Exercise description —
Rewrite every line of the items below as a JSON list of strings, one string per line, leaving out blank lines and any pictures.

Records shown —

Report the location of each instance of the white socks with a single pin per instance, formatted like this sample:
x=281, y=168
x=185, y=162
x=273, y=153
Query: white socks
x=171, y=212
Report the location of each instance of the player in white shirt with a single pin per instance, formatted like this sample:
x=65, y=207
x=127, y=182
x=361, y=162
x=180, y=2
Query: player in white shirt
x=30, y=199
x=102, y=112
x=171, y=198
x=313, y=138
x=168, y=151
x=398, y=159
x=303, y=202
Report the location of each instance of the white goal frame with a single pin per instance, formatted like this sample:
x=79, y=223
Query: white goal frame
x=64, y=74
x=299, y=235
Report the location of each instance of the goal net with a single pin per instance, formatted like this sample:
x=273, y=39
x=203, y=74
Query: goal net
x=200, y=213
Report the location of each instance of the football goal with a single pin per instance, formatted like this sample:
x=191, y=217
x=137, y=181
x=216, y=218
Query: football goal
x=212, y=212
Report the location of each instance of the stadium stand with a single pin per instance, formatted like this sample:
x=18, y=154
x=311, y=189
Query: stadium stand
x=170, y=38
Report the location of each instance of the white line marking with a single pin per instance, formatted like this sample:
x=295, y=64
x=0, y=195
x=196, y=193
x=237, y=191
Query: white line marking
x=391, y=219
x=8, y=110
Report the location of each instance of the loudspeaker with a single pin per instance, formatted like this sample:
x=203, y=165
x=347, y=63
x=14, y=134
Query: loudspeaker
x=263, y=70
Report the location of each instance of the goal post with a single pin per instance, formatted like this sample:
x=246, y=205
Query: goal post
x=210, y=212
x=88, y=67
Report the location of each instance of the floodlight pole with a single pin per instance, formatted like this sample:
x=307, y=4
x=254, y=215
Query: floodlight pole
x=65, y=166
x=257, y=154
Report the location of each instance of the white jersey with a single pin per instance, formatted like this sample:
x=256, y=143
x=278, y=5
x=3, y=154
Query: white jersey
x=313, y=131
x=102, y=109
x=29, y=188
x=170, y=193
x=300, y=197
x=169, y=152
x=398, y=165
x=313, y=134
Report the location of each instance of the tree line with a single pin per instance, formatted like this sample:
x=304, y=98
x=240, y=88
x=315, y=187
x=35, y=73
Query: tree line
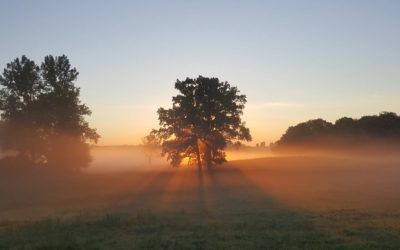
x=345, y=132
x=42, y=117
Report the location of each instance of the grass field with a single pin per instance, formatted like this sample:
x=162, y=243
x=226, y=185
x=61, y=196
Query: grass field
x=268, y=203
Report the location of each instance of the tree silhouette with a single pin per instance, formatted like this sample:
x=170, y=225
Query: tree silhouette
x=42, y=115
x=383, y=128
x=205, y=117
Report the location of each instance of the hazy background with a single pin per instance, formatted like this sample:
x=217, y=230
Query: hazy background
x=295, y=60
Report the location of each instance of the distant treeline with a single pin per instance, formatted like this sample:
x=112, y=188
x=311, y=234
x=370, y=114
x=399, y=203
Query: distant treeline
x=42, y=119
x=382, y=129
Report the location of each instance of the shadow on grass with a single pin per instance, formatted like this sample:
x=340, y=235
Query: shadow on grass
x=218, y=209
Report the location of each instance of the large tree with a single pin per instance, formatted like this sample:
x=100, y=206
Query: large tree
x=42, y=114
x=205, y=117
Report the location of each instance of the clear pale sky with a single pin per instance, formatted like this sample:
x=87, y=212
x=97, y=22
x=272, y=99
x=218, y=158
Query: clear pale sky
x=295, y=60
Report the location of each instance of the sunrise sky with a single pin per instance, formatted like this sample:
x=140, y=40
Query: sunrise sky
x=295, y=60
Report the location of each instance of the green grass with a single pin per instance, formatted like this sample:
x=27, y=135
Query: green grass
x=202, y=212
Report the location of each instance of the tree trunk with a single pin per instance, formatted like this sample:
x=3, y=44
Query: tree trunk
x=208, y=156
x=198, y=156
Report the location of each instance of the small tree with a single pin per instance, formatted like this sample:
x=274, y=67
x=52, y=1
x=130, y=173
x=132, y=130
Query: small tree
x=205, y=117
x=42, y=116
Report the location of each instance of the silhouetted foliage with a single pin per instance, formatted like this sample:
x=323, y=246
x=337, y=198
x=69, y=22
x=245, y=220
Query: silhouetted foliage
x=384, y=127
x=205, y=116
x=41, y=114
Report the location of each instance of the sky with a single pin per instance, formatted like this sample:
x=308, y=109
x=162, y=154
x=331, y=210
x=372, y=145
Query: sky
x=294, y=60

Completed task —
[
  "Report the location of each instance of the white socks with a single pin per instance, formatted like this sample:",
  "x=281, y=168",
  "x=185, y=162",
  "x=273, y=153",
  "Query: white socks",
  "x=171, y=212",
  "Report the location of each instance of the player in white shirt with a single pin per instance, formatted like this sample:",
  "x=65, y=207",
  "x=127, y=182",
  "x=361, y=162",
  "x=180, y=2",
  "Query: player in white shirt",
  "x=30, y=199",
  "x=102, y=112",
  "x=171, y=198",
  "x=313, y=138",
  "x=168, y=151",
  "x=398, y=159",
  "x=303, y=202",
  "Report the location of each instance of the white goal frame with a single pin per instance, formatted like this sample:",
  "x=79, y=223",
  "Query: white goal frame",
  "x=64, y=74",
  "x=299, y=235",
  "Report the location of each instance of the goal net with a single pin per instance, formatted like this sample:",
  "x=273, y=39",
  "x=203, y=74",
  "Query: goal net",
  "x=200, y=213",
  "Report the location of each instance of the football goal with a single pin per instance, formatted like this sample:",
  "x=191, y=217",
  "x=137, y=181",
  "x=216, y=218",
  "Query: football goal",
  "x=212, y=212",
  "Report the location of each instance of the stadium stand with a single pin per instance, formatted like this sample:",
  "x=18, y=154",
  "x=311, y=189",
  "Query: stadium stand",
  "x=170, y=38",
  "Report the location of each instance of the white line marking with a single pin per instance, formatted like this sample:",
  "x=295, y=64",
  "x=0, y=195",
  "x=196, y=193",
  "x=237, y=191",
  "Query: white line marking",
  "x=391, y=219",
  "x=8, y=110",
  "Report the location of each instance of the loudspeaker with a single pin per instance, formatted like this sample:",
  "x=203, y=165",
  "x=347, y=63",
  "x=14, y=134",
  "Query: loudspeaker",
  "x=263, y=70",
  "Report the location of each instance of the goal post with a single pin per instance, formatted like this sample:",
  "x=246, y=205",
  "Query: goal post",
  "x=210, y=212",
  "x=88, y=67",
  "Report the location of each instance of the floodlight pole with a single pin per instance, formatted like this sample:",
  "x=307, y=4",
  "x=254, y=215",
  "Query: floodlight pole",
  "x=65, y=166",
  "x=257, y=154",
  "Report the location of each instance of the white jersey with a single pin per instance, formatted like this sample:",
  "x=256, y=143",
  "x=278, y=5",
  "x=3, y=154",
  "Query: white jersey",
  "x=313, y=131",
  "x=102, y=109",
  "x=29, y=188",
  "x=170, y=193",
  "x=300, y=197",
  "x=169, y=152",
  "x=398, y=165",
  "x=313, y=134",
  "Report the location of each instance of the tree line with a single pin per instance, formatted like this sample:",
  "x=304, y=98",
  "x=240, y=88",
  "x=315, y=187",
  "x=35, y=73",
  "Query: tree line",
  "x=345, y=132",
  "x=42, y=117",
  "Report the location of each instance of the grass field with a single pin per instance, formatted like this sample:",
  "x=162, y=243",
  "x=226, y=185",
  "x=61, y=196",
  "Query: grass field",
  "x=268, y=203",
  "Report the location of each instance of the tree silhouette with a single pin per instance, formatted like this sample:",
  "x=170, y=225",
  "Query: tree silhouette",
  "x=42, y=115",
  "x=383, y=128",
  "x=205, y=117",
  "Report the location of each instance of the hazy background with a single pin per instance, formatted like this sample:",
  "x=217, y=230",
  "Query: hazy background",
  "x=295, y=60",
  "Report the location of each instance of the distant treeline with a single pin per instance, formatted like this sample:",
  "x=112, y=188",
  "x=311, y=234",
  "x=370, y=114",
  "x=399, y=203",
  "Query: distant treeline",
  "x=42, y=119",
  "x=382, y=129",
  "Report the location of each instance of the shadow on grass with a single pin per instance, formatted like this sample:",
  "x=340, y=235",
  "Query: shadow on grass",
  "x=218, y=209",
  "Report the location of each instance of the large tree with a single pin per instance, formatted like this sample:",
  "x=100, y=206",
  "Query: large tree",
  "x=42, y=114",
  "x=205, y=117",
  "Report the location of each instance of the clear pale sky with a single pin per instance, formatted like this sample:",
  "x=87, y=212",
  "x=97, y=22",
  "x=272, y=99",
  "x=218, y=158",
  "Query: clear pale sky",
  "x=295, y=60",
  "Report the location of each instance of the sunrise sky with a single pin per instance, formatted like this sample:",
  "x=140, y=40",
  "Query: sunrise sky",
  "x=295, y=60",
  "Report the location of each instance of the green grass with a single pin per instance, formatted like this sample:",
  "x=27, y=135",
  "Query: green grass",
  "x=202, y=212",
  "Report the location of each instance of the tree trunk with a single pin per instance, formatted like this sample:",
  "x=3, y=44",
  "Query: tree trunk",
  "x=208, y=156",
  "x=198, y=156",
  "Report the location of each instance of the small tree with a single pin per instance, formatted like this sample:",
  "x=274, y=67",
  "x=52, y=1",
  "x=130, y=173",
  "x=132, y=130",
  "Query: small tree",
  "x=205, y=117",
  "x=42, y=116",
  "Report the location of each instance of the silhouetted foliage with a single pin per instance, formatted like this sample:",
  "x=323, y=246",
  "x=337, y=198",
  "x=69, y=22",
  "x=245, y=220",
  "Query: silhouetted foliage",
  "x=384, y=127",
  "x=205, y=116",
  "x=41, y=114",
  "Report the location of each instance of the sky with a single pin per instance, formatted like this sample:",
  "x=308, y=109",
  "x=162, y=154",
  "x=331, y=210",
  "x=372, y=145",
  "Query: sky",
  "x=294, y=60"
]